Profirennfahrer Jimmy Clayton lebt mit seiner scharfen Schwester Gina (18 Jahre jung, sieht aus wie Traci Lords) zusammen und ansonsten recht zurückgezogen. Was Gina angeht, ist er zu ihrem Leidwesen überprotektiv, aber stolz darauf, dass sie zum Medizinstudium zugelassen wurde. Das bedeutet aber auch, dass er zur Finanzierung des Ganzen mehr Preisgelder einfahren muss, also geht’s mit seinem versoffenen Onkel/Mechaniker Blake auf die Dirttrack, zum Stock-Car-Rennen. Jimmy liegt aussichtsreich im Rennen, bis er plötzlich von Visionen des brutalen Mords an einer jungen Frau in einem Spiegelkabinett geplagt wird und sein Auto in die Botanik schraubt.

**Vorliegende Datensätze:**
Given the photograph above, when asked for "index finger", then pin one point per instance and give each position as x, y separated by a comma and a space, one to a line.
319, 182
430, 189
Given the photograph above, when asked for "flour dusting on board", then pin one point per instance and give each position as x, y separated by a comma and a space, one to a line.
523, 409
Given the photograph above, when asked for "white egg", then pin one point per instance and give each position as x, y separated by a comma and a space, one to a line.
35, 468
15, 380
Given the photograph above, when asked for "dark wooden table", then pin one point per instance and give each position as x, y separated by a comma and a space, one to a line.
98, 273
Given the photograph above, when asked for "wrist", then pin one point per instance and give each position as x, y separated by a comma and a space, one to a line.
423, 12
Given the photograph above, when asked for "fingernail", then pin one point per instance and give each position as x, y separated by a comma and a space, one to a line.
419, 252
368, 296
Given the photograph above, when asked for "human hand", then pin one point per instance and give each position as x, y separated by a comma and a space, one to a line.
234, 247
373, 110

**Aufgabenstellung:**
Gib aus dem Textauszug alles von „Profirennfahrer Jimmy Clayton“ bis einschließlich „die Botanik schraubt.“ wortgetreu wieder.

**Lösung:**
Profirennfahrer Jimmy Clayton lebt mit seiner scharfen Schwester Gina (18 Jahre jung, sieht aus wie Traci Lords) zusammen und ansonsten recht zurückgezogen. Was Gina angeht, ist er zu ihrem Leidwesen überprotektiv, aber stolz darauf, dass sie zum Medizinstudium zugelassen wurde. Das bedeutet aber auch, dass er zur Finanzierung des Ganzen mehr Preisgelder einfahren muss, also geht’s mit seinem versoffenen Onkel/Mechaniker Blake auf die Dirttrack, zum Stock-Car-Rennen. Jimmy liegt aussichtsreich im Rennen, bis er plötzlich von Visionen des brutalen Mords an einer jungen Frau in einem Spiegelkabinett geplagt wird und sein Auto in die Botanik schraubt.